PROBLEM TO WORK ON =>
Return each line of the listing exactly as written.

§ §

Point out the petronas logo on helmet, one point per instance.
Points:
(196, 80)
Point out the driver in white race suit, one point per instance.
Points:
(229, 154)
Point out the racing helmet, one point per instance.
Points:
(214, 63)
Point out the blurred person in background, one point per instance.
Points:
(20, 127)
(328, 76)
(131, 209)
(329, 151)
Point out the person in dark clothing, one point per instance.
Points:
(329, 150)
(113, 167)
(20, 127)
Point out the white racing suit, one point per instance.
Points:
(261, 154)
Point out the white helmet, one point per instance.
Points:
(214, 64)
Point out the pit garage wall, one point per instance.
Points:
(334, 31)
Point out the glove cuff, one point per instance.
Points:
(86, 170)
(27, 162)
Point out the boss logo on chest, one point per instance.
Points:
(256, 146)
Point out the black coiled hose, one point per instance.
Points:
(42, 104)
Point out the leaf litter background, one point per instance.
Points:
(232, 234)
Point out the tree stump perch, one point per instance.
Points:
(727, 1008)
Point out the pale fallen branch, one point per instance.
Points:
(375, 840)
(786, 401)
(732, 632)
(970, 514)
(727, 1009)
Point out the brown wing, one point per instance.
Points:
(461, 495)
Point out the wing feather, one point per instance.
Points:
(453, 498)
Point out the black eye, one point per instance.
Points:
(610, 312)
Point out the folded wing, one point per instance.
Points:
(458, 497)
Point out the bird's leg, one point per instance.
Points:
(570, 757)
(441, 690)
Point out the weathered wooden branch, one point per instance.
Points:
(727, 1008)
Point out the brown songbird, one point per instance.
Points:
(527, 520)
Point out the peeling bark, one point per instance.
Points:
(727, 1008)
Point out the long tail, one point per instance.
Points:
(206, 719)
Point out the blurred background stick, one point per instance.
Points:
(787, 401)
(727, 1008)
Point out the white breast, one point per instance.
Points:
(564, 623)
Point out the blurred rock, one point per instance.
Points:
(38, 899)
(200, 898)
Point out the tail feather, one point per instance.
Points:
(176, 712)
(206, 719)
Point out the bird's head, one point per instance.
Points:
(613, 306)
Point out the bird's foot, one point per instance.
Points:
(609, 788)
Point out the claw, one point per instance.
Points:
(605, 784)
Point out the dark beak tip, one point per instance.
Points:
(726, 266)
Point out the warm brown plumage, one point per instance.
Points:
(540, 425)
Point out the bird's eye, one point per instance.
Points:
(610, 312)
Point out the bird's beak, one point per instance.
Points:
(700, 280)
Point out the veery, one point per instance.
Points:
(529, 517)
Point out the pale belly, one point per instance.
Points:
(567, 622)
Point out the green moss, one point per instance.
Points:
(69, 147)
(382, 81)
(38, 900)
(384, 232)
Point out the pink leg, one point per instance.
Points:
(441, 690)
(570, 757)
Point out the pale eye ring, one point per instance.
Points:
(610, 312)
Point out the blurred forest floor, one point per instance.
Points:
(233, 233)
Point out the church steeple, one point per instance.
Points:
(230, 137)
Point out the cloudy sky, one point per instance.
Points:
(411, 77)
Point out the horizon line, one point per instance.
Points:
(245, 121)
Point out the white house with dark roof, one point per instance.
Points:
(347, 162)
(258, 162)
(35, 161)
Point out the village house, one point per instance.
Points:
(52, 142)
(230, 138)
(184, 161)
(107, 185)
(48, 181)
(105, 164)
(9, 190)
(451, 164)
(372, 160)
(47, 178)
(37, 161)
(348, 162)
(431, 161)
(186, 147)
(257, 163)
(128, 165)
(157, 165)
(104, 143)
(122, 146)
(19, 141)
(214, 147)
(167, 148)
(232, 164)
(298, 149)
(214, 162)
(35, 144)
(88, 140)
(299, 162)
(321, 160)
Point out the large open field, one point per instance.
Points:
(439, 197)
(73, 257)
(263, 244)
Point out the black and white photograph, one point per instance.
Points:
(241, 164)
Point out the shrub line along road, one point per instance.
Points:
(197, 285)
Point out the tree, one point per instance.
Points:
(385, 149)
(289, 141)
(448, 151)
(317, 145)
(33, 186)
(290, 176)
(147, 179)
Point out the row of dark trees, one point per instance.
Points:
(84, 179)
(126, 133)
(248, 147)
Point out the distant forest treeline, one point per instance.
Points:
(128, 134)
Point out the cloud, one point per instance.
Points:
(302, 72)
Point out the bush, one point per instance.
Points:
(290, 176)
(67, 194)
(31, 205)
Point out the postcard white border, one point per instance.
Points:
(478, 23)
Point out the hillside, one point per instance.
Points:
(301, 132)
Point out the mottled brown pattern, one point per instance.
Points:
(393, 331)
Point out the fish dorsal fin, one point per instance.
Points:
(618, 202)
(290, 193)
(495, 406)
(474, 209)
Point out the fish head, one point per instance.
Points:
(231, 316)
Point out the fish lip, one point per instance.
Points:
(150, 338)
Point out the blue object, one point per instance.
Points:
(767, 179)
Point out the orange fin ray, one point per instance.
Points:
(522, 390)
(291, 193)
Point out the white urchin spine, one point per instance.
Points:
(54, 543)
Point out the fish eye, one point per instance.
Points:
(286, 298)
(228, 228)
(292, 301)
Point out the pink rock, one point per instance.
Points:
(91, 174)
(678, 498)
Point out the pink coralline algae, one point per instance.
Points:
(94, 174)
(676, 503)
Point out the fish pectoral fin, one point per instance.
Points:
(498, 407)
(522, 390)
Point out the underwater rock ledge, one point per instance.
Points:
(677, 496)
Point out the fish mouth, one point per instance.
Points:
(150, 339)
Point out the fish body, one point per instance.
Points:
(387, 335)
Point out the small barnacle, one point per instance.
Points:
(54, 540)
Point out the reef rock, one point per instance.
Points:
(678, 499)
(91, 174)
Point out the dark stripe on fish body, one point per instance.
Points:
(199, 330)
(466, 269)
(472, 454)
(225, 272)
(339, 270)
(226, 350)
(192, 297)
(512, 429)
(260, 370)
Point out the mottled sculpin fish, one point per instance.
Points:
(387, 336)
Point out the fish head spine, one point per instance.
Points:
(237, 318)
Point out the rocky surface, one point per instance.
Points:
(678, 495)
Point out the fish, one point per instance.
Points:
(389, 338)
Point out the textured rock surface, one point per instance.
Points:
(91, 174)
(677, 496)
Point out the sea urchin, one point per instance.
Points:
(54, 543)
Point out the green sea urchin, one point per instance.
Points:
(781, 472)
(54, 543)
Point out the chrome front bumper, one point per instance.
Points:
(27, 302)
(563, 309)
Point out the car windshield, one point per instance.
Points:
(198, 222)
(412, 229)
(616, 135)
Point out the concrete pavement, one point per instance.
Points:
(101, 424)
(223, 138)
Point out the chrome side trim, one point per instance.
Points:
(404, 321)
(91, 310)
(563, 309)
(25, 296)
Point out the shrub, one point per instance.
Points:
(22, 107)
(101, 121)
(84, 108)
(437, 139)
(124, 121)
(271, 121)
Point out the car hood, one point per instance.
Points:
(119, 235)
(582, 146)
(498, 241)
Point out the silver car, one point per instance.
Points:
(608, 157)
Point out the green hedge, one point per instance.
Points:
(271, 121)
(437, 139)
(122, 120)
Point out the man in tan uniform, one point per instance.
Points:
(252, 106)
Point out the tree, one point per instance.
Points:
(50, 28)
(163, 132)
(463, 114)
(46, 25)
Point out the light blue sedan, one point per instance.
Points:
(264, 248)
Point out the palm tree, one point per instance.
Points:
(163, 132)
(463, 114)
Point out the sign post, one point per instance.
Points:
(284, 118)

§ §

WRITTEN ANSWER =>
Point out the petronas logo on helmet, one point per instance.
Points:
(196, 80)
Point out the driver in white race suit, one point per instance.
Points:
(229, 154)
Point out the racing helmet, one point per instance.
Points:
(214, 63)
Point out the blurred person in background, one point per instance.
Points:
(20, 127)
(328, 76)
(131, 209)
(329, 151)
Point out the person in dark clothing, one point per instance.
Points:
(329, 150)
(113, 167)
(20, 127)
Point out the white racing suit, one point per instance.
Points:
(261, 154)
Point out the white helmet, one point per instance.
Points:
(214, 64)
Point out the pit garage wall, one point per instance.
Points:
(334, 31)
Point out the glove cuff, one point per instance.
Points:
(86, 170)
(27, 162)
Point out the boss logo on chest, one point per instance.
Points:
(256, 146)
Point out the black coiled hose, one point per instance.
Points:
(42, 104)
Point out the leaf litter background, one point per instance.
Points:
(232, 234)
Point out the tree stump perch, one point per instance.
Points:
(727, 1008)
Point out the pale fallen branch, one point per instance.
Points:
(375, 840)
(786, 401)
(732, 632)
(970, 514)
(727, 1009)
Point out the brown wing, one point per instance.
Points:
(461, 495)
Point out the wing feather, one point per instance.
Points:
(453, 498)
Point out the black eye, one point per instance.
Points:
(610, 312)
Point out the folded wing, one point per instance.
Points:
(458, 497)
Point out the bird's leg, one point per instance.
Points:
(570, 757)
(441, 690)
Point out the weathered wooden branch, one point per instance.
Points:
(727, 1008)
Point out the brown songbird, one point per instance.
Points:
(527, 520)
Point out the peeling bark, one point per instance.
Points:
(727, 1008)
Point out the long tail, one point per instance.
Points:
(206, 719)
Point out the blurred background stick, one point per instance.
Points:
(787, 401)
(727, 1008)
Point out the white breast, one point per instance.
Points:
(564, 623)
Point out the blurred rock, one point per instance.
Points:
(38, 899)
(200, 898)
Point out the tail feather, one point per instance.
Points:
(176, 712)
(206, 719)
Point out the bird's head, one point per instance.
Points:
(613, 306)
Point out the bird's foot, one point per instance.
Points:
(609, 788)
Point out the claw, one point per instance.
Points:
(605, 784)
Point out the dark beak tip, one point per instance.
Points:
(726, 266)
Point out the warm brown plumage, one point per instance.
Points:
(540, 425)
Point out the bird's eye, one point per instance.
Points:
(610, 312)
Point out the bird's beak, one point per instance.
Points:
(700, 280)
Point out the veery, one point per instance.
Points:
(529, 517)
Point out the pale belly, one point per instance.
Points:
(567, 622)
Point out the green moss, one point per instance.
Points:
(69, 147)
(382, 81)
(38, 900)
(384, 232)
Point out the pink leg, one point per instance.
Points:
(441, 690)
(570, 757)
Point out the pale eye ring, one point per instance.
Points:
(610, 312)
Point out the blurred forest floor, one point per instance.
Points:
(233, 233)
Point out the church steeple, one point per instance.
Points:
(230, 137)
Point out the cloudy sky, one point per instance.
Points:
(411, 77)
Point out the horizon line, one point per instance.
Points:
(245, 121)
Point out the white house with dark roof, one point per instance.
Points:
(347, 162)
(258, 162)
(35, 161)
Point out the village house, one point per instance.
Points:
(52, 142)
(230, 138)
(184, 161)
(107, 185)
(48, 181)
(105, 164)
(9, 190)
(451, 164)
(372, 160)
(47, 178)
(37, 161)
(348, 162)
(431, 161)
(186, 147)
(257, 163)
(128, 165)
(157, 165)
(104, 143)
(122, 146)
(19, 141)
(214, 147)
(167, 148)
(232, 164)
(298, 149)
(214, 162)
(35, 144)
(88, 140)
(299, 162)
(321, 160)
Point out the large open field, one point per instance.
Points:
(439, 197)
(73, 257)
(263, 244)
Point out the black and white photograph, one point per instance.
Points:
(241, 164)
Point out the shrub line along road, one point per instance.
Points:
(197, 285)
Point out the tree, one point per instance.
Points:
(385, 149)
(289, 141)
(448, 151)
(317, 145)
(33, 186)
(290, 176)
(147, 179)
Point out the row of dark trees, one point per instance.
Points:
(84, 179)
(126, 133)
(248, 147)
Point out the distant forest treeline, one point per instance.
Points:
(128, 134)
Point out the cloud, one point per instance.
Points:
(302, 72)
Point out the bush, one point per instance.
Points:
(290, 176)
(67, 194)
(31, 205)
Point out the postcard white border, one point per instance.
Points:
(478, 23)
Point out the hillside, one point per instance.
Points:
(301, 132)
Point out the mottled brown pattern, one point per instance.
Points:
(393, 331)
Point out the fish dorsal fin, one point per instance.
Points:
(618, 202)
(290, 193)
(495, 406)
(474, 209)
Point out the fish head, one point per instance.
Points:
(231, 316)
Point out the fish lip, one point per instance.
Points:
(150, 338)
Point out the blue object, one point per instance.
Points:
(767, 179)
Point out the orange fin ray, one point per instance.
Points:
(522, 390)
(291, 193)
Point out the white urchin spine, one point per instance.
Points:
(54, 543)
Point out the fish eye, one point per instance.
Points:
(286, 298)
(228, 228)
(292, 301)
Point out the pink rock, one point per instance.
Points:
(91, 174)
(678, 498)
Point out the pink coralline algae, one point per instance.
Points:
(94, 174)
(676, 503)
Point out the fish pectoral fin, one point per instance.
Points:
(498, 407)
(522, 390)
Point out the underwater rock ledge, one point per instance.
Points:
(677, 496)
Point out the fish mouth, one point per instance.
Points:
(150, 339)
Point out the fish body, one point per instance.
Points:
(387, 335)
Point out the small barnacle, one point per instance.
Points:
(54, 540)
Point out the reef rock, one point per instance.
Points:
(678, 499)
(91, 174)
Point out the dark stripe on fish body, one point per instance.
Points:
(199, 330)
(466, 269)
(472, 454)
(225, 272)
(339, 270)
(226, 350)
(192, 297)
(512, 429)
(260, 370)
Point out the mottled sculpin fish, one point per instance.
Points:
(387, 336)
Point out the fish head spine, one point per instance.
Points:
(237, 318)
Point out the rocky surface, one point per instance.
Points:
(678, 495)
Point out the fish, one point per instance.
Points:
(389, 338)
Point out the textured rock surface, one point per instance.
Points:
(91, 174)
(677, 496)
Point out the sea urchin, one point per instance.
Points:
(54, 543)
Point out the green sea urchin, one point per instance.
Points:
(781, 472)
(54, 543)
Point out the chrome front bumper, one point per instance.
Points:
(27, 302)
(563, 309)
Point out the car windshield, one point per instance.
Points:
(198, 222)
(412, 229)
(616, 135)
Point out the concrete pavement, one point per instance.
Points:
(101, 424)
(223, 138)
Point out the chrome side trim, one point per instance.
Points:
(404, 321)
(91, 310)
(563, 309)
(25, 296)
Point out the shrub, one point per instance.
Points:
(22, 107)
(101, 121)
(84, 108)
(437, 139)
(124, 121)
(271, 121)
Point out the car hood, one point per instance.
Points:
(119, 235)
(582, 146)
(498, 241)
Point out the silver car, one point per instance.
Points:
(608, 157)
Point out the green hedge, one point per instance.
Points:
(271, 121)
(437, 139)
(122, 120)
Point out the man in tan uniform, one point per instance.
Points:
(252, 106)
Point out the tree, one point per instance.
Points:
(50, 28)
(163, 132)
(463, 114)
(46, 25)
Point out the light blue sedan, one point per instance.
Points:
(264, 248)
Point out the palm tree, one point per instance.
Points:
(163, 132)
(463, 114)
Point out the sign post, one point per instance.
Points:
(284, 118)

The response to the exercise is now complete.